--- Start ---
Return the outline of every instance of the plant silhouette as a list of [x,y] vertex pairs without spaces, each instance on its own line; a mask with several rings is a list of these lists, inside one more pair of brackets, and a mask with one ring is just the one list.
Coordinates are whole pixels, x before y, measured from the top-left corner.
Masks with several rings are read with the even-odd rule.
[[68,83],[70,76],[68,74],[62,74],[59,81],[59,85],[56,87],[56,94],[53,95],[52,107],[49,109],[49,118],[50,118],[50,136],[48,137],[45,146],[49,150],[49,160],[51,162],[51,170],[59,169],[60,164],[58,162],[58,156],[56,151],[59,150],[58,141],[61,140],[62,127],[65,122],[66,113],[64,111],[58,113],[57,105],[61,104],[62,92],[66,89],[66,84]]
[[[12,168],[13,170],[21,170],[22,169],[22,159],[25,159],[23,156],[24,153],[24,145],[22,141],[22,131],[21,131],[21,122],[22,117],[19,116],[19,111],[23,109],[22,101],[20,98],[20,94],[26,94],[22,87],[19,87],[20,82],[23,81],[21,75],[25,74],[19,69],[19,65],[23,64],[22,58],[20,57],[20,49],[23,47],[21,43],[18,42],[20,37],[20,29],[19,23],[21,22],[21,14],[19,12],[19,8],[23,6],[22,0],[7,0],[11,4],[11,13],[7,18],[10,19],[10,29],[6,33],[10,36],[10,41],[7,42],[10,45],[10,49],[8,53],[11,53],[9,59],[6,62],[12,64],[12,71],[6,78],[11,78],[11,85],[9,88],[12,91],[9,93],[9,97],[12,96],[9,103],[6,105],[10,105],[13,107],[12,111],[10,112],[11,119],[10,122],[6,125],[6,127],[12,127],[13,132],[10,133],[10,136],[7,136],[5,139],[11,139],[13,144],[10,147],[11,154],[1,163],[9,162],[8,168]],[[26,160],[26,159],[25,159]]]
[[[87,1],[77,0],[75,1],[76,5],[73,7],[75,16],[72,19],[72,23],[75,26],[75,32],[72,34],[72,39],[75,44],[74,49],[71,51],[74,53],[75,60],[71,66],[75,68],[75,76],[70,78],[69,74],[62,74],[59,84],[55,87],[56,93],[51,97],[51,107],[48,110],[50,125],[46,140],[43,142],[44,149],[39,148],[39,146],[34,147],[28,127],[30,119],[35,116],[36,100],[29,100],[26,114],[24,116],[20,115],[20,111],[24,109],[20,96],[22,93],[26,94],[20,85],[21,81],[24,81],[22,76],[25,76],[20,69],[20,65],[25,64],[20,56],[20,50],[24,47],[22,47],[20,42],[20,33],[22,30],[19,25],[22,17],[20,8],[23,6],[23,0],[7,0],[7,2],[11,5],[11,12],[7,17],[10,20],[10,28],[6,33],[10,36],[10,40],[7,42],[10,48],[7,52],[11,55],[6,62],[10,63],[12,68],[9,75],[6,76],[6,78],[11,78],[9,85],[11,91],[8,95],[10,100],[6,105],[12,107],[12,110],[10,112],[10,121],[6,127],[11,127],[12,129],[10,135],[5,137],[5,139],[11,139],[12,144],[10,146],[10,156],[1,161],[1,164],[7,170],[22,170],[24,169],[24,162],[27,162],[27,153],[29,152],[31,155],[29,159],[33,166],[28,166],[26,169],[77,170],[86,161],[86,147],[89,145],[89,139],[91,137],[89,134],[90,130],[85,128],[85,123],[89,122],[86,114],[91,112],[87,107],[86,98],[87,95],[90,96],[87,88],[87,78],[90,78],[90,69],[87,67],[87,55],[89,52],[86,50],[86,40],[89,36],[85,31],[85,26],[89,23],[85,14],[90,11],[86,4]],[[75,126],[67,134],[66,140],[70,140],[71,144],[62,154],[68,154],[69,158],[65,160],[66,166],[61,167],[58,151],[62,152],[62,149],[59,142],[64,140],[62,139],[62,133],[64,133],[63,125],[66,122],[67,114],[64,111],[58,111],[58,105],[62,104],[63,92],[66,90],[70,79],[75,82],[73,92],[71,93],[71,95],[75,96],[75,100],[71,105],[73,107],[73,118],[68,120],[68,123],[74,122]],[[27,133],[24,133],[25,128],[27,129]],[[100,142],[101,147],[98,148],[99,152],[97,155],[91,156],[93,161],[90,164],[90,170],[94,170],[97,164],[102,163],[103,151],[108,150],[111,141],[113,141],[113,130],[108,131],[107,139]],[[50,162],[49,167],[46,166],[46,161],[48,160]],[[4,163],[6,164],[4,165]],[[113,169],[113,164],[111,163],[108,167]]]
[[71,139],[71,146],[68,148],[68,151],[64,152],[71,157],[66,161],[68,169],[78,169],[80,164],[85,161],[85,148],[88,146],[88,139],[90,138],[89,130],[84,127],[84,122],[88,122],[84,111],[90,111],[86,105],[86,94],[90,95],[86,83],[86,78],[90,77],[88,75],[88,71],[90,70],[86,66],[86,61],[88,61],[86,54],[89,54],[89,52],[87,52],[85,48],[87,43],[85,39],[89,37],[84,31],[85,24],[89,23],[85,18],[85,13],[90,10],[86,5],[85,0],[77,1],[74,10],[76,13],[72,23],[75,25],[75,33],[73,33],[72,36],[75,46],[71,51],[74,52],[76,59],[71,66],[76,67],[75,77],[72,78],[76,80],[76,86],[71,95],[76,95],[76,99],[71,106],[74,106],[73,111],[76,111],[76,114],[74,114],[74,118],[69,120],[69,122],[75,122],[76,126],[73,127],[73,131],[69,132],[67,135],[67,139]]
--- End ---
> **What is expected**
Write out every line of the records above, unchanged and in the same order.

> **Complete output**
Return the outline of every instance of the plant silhouette as a list of [x,y] vertex pairs without spaces, each instance on its own line; a mask with several rings is a list of these lists, inside one more pair of brackets, and a mask with one ring is just the one list.
Coordinates are whole pixels, x before y, measured from the top-left corner.
Masks with several rings are read with the even-odd rule.
[[68,83],[70,76],[68,74],[62,74],[59,81],[59,85],[56,87],[56,94],[53,95],[52,107],[49,109],[49,118],[50,118],[50,136],[48,137],[45,146],[49,150],[49,160],[51,162],[51,170],[59,169],[60,164],[58,162],[58,156],[56,151],[59,150],[58,141],[61,140],[62,127],[65,122],[66,113],[64,111],[58,113],[57,105],[61,104],[62,92],[66,89],[66,84]]
[[[12,168],[13,170],[21,170],[22,169],[22,159],[25,159],[23,156],[24,153],[24,145],[22,141],[22,131],[21,131],[21,122],[22,117],[19,116],[19,111],[23,109],[22,101],[20,98],[20,94],[26,94],[22,87],[19,87],[20,82],[23,81],[21,75],[25,74],[19,69],[19,65],[23,64],[22,58],[20,57],[20,49],[23,47],[21,43],[18,42],[20,37],[20,29],[19,23],[21,22],[21,14],[19,12],[19,8],[23,6],[22,0],[7,0],[11,4],[11,13],[7,18],[10,19],[10,29],[6,33],[10,36],[10,41],[7,42],[10,45],[10,49],[8,53],[11,53],[9,59],[6,62],[12,64],[12,71],[6,78],[11,78],[11,85],[9,88],[12,91],[9,93],[9,97],[12,96],[9,103],[6,105],[10,105],[13,107],[12,111],[10,112],[11,119],[10,122],[6,125],[6,127],[12,127],[13,132],[10,133],[10,136],[7,136],[5,139],[11,139],[13,144],[10,147],[11,154],[1,163],[9,162],[8,168]],[[26,160],[26,159],[25,159]]]
[[[87,1],[77,0],[75,1],[76,5],[73,7],[75,16],[72,19],[72,23],[75,26],[75,32],[72,34],[72,39],[75,44],[74,49],[71,51],[74,53],[75,60],[71,66],[75,68],[75,76],[70,78],[69,74],[62,74],[59,84],[55,87],[56,93],[51,97],[51,107],[48,110],[50,125],[46,140],[43,142],[44,149],[39,148],[39,146],[34,147],[28,127],[30,119],[35,116],[36,100],[29,100],[26,114],[24,116],[20,115],[20,111],[24,109],[20,96],[22,93],[26,94],[20,85],[21,81],[24,81],[22,76],[25,76],[20,69],[20,65],[25,64],[20,56],[20,50],[24,47],[22,47],[20,42],[20,33],[22,30],[19,25],[22,17],[20,8],[23,6],[23,0],[7,0],[7,2],[11,5],[11,12],[7,17],[10,20],[10,28],[6,33],[10,36],[10,40],[7,42],[10,48],[7,52],[11,55],[6,62],[10,63],[12,68],[9,75],[6,76],[6,78],[11,78],[9,85],[11,91],[8,95],[10,100],[6,105],[12,107],[12,110],[10,112],[10,121],[6,127],[11,127],[12,129],[10,135],[5,137],[5,139],[11,139],[12,144],[10,146],[10,156],[1,161],[1,164],[7,170],[22,170],[24,169],[24,162],[27,162],[27,153],[29,152],[31,155],[29,159],[33,166],[28,166],[26,169],[77,170],[86,161],[86,147],[89,145],[89,139],[91,137],[89,134],[90,130],[85,128],[85,123],[89,122],[86,114],[91,112],[87,107],[86,98],[87,95],[90,96],[87,88],[87,78],[90,78],[90,69],[87,67],[87,55],[89,52],[86,50],[86,40],[89,36],[85,31],[85,26],[89,23],[85,14],[90,11],[86,4]],[[75,126],[67,134],[66,140],[70,140],[71,144],[62,154],[68,154],[69,158],[65,160],[66,166],[61,167],[58,151],[62,152],[62,149],[59,142],[64,140],[62,139],[62,133],[64,133],[63,125],[66,122],[67,114],[64,111],[58,111],[58,105],[62,104],[63,92],[66,90],[70,79],[75,82],[73,92],[71,93],[71,95],[75,96],[75,100],[71,105],[73,107],[73,118],[68,120],[68,123],[74,122]],[[27,133],[24,133],[25,128],[27,129]],[[100,142],[101,147],[98,148],[99,152],[97,155],[91,156],[93,161],[90,164],[90,170],[94,170],[97,164],[102,163],[103,151],[108,150],[111,141],[113,141],[113,130],[108,131],[107,139]],[[50,162],[49,167],[46,166],[46,161],[48,160]],[[4,163],[6,164],[4,165]],[[113,169],[113,164],[111,163],[108,167]]]
[[71,139],[71,146],[68,148],[68,151],[64,152],[71,157],[66,161],[68,169],[78,169],[80,164],[85,161],[85,148],[88,146],[88,139],[90,138],[89,130],[84,127],[84,122],[88,122],[84,111],[90,111],[86,105],[86,94],[90,95],[86,83],[86,78],[90,77],[88,75],[88,71],[90,70],[86,66],[86,61],[88,61],[86,54],[89,54],[89,52],[87,52],[85,48],[87,43],[85,39],[89,37],[84,31],[85,24],[89,23],[85,18],[85,13],[90,10],[86,5],[85,0],[77,1],[74,10],[76,13],[72,23],[75,25],[75,33],[73,33],[72,36],[75,46],[71,51],[74,52],[76,59],[71,66],[76,67],[75,77],[72,78],[76,80],[76,86],[71,95],[76,95],[76,99],[71,106],[74,106],[73,111],[76,111],[76,114],[74,114],[74,118],[69,120],[69,122],[75,122],[76,126],[73,127],[73,131],[69,132],[67,135],[67,139]]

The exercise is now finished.